**PROBLEM DESCRIPTION:** Identify every line of the records that contains the string "white", matching case exactly, and copy each such line.

**DATA:**
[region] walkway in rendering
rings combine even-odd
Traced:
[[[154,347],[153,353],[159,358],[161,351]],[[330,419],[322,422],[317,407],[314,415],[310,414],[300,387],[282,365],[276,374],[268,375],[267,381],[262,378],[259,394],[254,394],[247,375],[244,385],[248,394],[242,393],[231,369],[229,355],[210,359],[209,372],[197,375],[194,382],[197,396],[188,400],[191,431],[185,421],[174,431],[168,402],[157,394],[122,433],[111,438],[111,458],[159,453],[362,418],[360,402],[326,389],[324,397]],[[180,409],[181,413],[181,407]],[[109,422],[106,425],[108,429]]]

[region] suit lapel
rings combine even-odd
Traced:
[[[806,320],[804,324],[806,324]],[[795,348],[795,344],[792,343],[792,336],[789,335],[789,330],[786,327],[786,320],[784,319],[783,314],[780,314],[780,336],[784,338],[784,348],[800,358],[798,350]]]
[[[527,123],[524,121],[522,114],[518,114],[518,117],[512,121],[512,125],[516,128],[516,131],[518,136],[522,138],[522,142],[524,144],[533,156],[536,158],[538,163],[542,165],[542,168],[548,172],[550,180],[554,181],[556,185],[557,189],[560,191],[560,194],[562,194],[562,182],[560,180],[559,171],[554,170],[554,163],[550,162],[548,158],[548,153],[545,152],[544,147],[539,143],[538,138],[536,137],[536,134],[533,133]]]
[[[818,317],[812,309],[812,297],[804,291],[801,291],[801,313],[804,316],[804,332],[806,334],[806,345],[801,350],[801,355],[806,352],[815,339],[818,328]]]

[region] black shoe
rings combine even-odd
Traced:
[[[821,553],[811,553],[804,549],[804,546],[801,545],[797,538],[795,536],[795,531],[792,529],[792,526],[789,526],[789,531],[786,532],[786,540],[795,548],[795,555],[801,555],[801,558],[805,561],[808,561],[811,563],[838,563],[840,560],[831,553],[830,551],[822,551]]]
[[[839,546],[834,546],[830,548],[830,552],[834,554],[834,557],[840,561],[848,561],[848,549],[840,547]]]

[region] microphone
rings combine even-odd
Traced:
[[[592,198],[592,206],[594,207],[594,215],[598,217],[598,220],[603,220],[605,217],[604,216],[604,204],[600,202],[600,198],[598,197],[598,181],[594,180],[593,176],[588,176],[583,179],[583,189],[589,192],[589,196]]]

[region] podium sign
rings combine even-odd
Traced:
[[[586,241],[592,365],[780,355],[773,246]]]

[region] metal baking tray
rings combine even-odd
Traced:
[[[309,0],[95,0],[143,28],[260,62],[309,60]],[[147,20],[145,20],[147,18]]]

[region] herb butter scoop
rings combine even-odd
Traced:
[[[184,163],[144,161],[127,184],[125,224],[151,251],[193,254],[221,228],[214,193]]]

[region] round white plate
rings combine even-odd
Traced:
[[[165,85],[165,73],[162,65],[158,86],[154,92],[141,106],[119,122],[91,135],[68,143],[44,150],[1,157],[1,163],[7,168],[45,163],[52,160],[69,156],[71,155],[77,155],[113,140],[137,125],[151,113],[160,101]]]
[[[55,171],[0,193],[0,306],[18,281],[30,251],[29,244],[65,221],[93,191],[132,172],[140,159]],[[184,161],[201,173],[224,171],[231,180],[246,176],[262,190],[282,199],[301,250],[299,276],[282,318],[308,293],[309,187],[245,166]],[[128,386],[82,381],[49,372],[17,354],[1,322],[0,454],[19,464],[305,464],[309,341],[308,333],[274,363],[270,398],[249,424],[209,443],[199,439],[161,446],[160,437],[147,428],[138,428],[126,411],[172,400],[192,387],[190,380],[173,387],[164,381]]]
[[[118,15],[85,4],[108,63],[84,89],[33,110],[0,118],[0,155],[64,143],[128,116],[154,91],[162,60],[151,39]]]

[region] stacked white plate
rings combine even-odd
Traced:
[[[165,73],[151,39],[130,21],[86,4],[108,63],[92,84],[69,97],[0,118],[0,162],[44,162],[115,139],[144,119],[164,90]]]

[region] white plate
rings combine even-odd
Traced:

**THE OUTPUT:**
[region] round white plate
[region] stacked white plate
[region] white plate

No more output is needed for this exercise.